- **STATED PROBLEM**
Write out the records again, exactly, leaving none out.

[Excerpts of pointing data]
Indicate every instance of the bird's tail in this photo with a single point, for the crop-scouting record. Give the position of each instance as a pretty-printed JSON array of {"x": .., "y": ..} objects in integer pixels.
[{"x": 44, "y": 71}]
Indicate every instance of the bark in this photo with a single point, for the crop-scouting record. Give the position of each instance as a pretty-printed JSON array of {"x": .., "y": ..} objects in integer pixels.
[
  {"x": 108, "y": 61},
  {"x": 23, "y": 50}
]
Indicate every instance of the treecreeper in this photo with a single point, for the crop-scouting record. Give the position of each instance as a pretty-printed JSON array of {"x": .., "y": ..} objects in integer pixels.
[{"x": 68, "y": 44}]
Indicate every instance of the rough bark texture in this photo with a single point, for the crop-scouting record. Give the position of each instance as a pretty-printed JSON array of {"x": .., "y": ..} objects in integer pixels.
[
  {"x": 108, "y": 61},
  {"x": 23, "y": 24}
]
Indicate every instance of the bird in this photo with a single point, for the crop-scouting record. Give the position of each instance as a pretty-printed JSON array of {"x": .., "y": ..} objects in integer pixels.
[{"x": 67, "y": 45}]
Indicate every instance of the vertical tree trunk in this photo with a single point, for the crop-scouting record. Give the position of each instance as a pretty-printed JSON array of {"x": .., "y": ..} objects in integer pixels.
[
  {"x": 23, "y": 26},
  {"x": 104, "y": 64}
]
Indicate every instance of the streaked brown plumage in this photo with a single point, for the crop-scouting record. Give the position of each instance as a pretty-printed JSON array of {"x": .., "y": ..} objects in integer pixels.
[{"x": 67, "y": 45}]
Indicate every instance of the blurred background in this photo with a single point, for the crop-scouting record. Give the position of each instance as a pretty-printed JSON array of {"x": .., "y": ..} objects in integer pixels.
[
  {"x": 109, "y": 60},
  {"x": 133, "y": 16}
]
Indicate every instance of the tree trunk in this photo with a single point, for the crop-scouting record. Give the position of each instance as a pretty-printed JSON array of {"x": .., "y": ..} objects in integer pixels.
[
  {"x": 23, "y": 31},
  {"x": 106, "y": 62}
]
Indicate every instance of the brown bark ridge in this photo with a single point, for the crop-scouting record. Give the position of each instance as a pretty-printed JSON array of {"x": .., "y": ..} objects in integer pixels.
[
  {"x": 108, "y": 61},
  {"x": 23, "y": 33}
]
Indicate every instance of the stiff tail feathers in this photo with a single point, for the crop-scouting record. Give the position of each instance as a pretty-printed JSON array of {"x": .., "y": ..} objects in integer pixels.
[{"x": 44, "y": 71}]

- **COMPLETED EXERCISE**
Indicate every instance of the bird's tail in this photo with a single point, for the crop-scouting record. Give the position of each instance as a pretty-printed JSON array of {"x": .., "y": ..} objects in integer pixels.
[{"x": 44, "y": 71}]
Indicate every instance of the bark in this photo with a single point, for the crop-scouting record. Give the position of each instance as a pretty-printed JSON array of {"x": .., "y": ..} objects in integer pixels.
[
  {"x": 108, "y": 61},
  {"x": 23, "y": 50}
]
Indicate every instance of the treecreeper in this photo with a single point, for the crop-scouting record. Give the position of each instance as a pretty-printed JSON array of {"x": .., "y": ..} objects in integer pixels.
[{"x": 68, "y": 44}]
Indicate every instance of the rough bark texture in this photo with a single point, for the crop-scouting record. Give the position of each instance as a pretty-printed JSON array of {"x": .., "y": ..} objects in integer pixels.
[
  {"x": 108, "y": 61},
  {"x": 23, "y": 24}
]
Indicate every instance of the bird in this photo with a single point, for the crop-scouting record. Give the position of each instance as a pretty-printed JSON array of {"x": .., "y": ..} objects in integer pixels.
[{"x": 67, "y": 45}]
Indicate every instance of the vertical tree trunk in this photo with a single point, for the crop-scouting record. Give the position of each instance as a pretty-printed JSON array of {"x": .., "y": ..} objects in integer pixels.
[
  {"x": 23, "y": 26},
  {"x": 104, "y": 64}
]
Indicate every instance of the streaked brown plumage in this photo with a single point, for the crop-scouting record. Give the position of each instance as a pretty-printed JSON array of {"x": .., "y": ..} objects in integer pixels.
[{"x": 67, "y": 45}]
Indicate every instance of the blurred background in this photo with a single point, for the crop-scouting record. Give the position of each instance as a pretty-printed JSON array of {"x": .., "y": ..} objects in integer pixels.
[
  {"x": 109, "y": 60},
  {"x": 133, "y": 16}
]
Indicate every instance of the tree trunk in this photo with a single point, for the crop-scouting record. Give the position of each instance as a pretty-printed JSON array of {"x": .., "y": ..} objects in integer pixels.
[
  {"x": 23, "y": 31},
  {"x": 106, "y": 62}
]
Indicate every instance of the brown bark ridge in this photo with a single point, for the crop-scouting record. Give the position of each instance as a pretty-printed JSON array of {"x": .., "y": ..} objects in integer pixels.
[
  {"x": 108, "y": 61},
  {"x": 23, "y": 33}
]
Indicate every instance of the stiff tail feathers in this photo with a single point, for the crop-scouting record. Give the position of each instance as a pretty-printed JSON array of {"x": .., "y": ..} objects in integer pixels.
[{"x": 44, "y": 71}]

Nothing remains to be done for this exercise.